Task prompt: Examine each line of the data. Copy the line if it includes the word "black".

__________________________________________________

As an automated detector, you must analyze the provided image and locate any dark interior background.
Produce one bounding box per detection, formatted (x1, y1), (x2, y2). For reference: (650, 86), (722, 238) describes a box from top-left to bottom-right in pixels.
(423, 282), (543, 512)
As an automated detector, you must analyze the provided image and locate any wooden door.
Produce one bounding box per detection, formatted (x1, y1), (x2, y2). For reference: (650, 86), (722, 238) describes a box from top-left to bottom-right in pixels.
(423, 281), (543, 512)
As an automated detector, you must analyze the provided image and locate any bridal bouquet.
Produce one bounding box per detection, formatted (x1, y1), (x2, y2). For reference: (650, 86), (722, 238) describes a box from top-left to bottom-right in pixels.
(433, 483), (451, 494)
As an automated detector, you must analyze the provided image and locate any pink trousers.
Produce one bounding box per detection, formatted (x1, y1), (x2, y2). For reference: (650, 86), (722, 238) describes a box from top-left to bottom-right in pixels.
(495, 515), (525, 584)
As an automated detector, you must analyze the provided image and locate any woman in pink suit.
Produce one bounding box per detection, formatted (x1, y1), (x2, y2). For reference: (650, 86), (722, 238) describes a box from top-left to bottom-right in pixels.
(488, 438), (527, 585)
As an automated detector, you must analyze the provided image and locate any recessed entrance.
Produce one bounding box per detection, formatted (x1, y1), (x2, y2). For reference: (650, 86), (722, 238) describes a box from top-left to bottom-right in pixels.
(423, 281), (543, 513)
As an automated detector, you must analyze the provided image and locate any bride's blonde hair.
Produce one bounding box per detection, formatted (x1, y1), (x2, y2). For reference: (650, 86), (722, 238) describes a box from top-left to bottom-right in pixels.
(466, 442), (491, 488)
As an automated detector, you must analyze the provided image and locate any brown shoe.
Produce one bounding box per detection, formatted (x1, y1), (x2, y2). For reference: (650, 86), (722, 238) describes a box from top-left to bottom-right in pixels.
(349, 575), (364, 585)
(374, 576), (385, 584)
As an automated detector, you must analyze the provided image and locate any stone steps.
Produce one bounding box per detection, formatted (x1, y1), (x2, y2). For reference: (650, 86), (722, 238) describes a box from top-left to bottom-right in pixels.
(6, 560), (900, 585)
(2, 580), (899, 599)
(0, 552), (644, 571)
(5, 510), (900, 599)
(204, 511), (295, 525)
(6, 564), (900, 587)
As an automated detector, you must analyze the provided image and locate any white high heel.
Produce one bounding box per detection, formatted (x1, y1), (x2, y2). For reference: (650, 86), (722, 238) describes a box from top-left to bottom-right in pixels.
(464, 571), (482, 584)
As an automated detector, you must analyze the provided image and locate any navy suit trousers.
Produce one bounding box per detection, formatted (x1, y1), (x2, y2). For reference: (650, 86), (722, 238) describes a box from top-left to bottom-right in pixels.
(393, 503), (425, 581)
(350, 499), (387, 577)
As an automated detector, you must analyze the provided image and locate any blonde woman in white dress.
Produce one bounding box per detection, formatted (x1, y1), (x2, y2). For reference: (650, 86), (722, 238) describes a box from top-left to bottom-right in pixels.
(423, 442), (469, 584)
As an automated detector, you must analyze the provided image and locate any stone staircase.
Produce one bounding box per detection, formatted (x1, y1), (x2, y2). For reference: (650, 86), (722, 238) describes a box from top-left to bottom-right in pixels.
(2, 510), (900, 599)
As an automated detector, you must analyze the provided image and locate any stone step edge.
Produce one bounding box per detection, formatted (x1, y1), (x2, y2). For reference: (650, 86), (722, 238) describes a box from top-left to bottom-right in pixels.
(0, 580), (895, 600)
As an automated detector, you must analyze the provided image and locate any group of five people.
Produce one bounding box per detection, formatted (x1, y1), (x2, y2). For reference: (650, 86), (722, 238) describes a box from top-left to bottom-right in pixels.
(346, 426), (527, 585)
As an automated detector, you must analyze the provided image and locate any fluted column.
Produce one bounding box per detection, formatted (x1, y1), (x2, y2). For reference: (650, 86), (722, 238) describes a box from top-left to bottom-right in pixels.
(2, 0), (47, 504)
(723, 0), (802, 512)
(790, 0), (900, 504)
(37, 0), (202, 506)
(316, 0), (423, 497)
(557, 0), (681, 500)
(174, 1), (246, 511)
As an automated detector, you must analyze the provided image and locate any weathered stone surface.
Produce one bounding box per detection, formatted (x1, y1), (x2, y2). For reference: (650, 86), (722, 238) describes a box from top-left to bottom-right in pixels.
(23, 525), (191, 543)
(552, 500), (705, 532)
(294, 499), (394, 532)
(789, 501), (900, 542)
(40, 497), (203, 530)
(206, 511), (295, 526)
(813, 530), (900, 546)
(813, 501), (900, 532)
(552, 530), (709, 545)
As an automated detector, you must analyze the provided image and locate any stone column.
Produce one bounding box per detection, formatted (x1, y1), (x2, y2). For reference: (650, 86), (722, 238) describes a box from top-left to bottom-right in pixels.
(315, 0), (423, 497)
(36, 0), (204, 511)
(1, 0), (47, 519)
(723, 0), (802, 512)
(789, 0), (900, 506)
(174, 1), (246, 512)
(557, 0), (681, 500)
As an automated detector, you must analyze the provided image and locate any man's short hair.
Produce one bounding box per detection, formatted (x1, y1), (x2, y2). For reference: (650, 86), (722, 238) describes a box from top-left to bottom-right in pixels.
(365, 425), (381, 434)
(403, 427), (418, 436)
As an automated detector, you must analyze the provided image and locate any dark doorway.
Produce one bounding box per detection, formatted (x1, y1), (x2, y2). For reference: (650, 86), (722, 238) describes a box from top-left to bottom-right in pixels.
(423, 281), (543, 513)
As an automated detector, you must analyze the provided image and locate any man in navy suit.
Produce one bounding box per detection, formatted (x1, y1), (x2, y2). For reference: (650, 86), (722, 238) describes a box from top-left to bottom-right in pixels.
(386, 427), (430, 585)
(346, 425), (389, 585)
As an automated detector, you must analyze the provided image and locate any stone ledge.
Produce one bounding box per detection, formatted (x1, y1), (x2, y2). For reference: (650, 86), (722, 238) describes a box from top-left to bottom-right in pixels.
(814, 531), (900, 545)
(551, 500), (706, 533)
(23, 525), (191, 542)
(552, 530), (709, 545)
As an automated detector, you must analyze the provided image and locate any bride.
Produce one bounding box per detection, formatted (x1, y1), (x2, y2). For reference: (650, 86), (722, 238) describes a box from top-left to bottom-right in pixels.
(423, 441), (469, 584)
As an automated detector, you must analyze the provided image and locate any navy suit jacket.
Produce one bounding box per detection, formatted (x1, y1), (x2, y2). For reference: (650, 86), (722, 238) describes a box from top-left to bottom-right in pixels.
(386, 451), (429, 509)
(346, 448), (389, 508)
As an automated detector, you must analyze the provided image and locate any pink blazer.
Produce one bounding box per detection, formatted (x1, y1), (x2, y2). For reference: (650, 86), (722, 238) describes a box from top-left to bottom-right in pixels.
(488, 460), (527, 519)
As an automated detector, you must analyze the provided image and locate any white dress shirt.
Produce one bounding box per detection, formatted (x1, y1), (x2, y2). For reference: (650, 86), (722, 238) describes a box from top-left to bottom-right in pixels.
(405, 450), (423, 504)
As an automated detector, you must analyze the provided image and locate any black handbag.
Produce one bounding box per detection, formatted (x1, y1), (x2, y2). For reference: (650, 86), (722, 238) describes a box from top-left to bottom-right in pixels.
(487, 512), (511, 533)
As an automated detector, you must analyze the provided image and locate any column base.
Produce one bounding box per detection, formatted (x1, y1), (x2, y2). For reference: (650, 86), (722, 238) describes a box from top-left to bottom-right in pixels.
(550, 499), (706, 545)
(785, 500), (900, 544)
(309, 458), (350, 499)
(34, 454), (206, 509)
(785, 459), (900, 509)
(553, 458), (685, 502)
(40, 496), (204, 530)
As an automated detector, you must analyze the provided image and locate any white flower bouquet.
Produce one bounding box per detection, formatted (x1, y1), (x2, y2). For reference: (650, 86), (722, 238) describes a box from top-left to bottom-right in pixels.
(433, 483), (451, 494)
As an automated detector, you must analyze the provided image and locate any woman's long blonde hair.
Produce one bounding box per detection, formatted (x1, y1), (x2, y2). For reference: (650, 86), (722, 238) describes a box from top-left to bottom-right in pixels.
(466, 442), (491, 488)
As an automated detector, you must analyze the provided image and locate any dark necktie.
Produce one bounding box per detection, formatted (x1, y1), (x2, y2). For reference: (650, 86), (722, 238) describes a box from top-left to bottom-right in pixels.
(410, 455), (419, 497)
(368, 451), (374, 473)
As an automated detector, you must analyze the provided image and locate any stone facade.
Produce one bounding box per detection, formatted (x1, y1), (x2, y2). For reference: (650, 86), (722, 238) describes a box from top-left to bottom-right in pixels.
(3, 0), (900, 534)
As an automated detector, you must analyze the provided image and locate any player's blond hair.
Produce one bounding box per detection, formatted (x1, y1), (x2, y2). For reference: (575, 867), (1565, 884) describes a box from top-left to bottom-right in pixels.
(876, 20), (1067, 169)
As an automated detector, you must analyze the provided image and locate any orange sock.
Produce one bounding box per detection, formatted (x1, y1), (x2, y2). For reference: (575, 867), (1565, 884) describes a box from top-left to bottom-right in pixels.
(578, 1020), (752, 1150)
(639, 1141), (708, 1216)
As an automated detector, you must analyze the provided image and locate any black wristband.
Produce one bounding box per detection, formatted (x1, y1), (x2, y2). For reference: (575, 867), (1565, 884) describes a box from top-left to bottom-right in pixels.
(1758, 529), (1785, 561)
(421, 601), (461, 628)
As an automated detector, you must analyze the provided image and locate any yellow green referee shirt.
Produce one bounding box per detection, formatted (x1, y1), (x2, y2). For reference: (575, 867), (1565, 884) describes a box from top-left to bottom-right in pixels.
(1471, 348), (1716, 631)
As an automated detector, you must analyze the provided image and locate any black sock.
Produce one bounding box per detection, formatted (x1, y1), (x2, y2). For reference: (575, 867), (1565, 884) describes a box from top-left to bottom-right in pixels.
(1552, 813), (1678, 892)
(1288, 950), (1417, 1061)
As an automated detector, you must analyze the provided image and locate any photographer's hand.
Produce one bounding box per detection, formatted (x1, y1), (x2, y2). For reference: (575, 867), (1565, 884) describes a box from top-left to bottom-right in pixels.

__________________________________________________

Solution below:
As an automated detector, you must analyze the provided image and locate any black handbag.
As an automated detector, you must analyze the provided image and locate any black wristband.
As an automated detector, you must analyze the provided image and locate any black sock.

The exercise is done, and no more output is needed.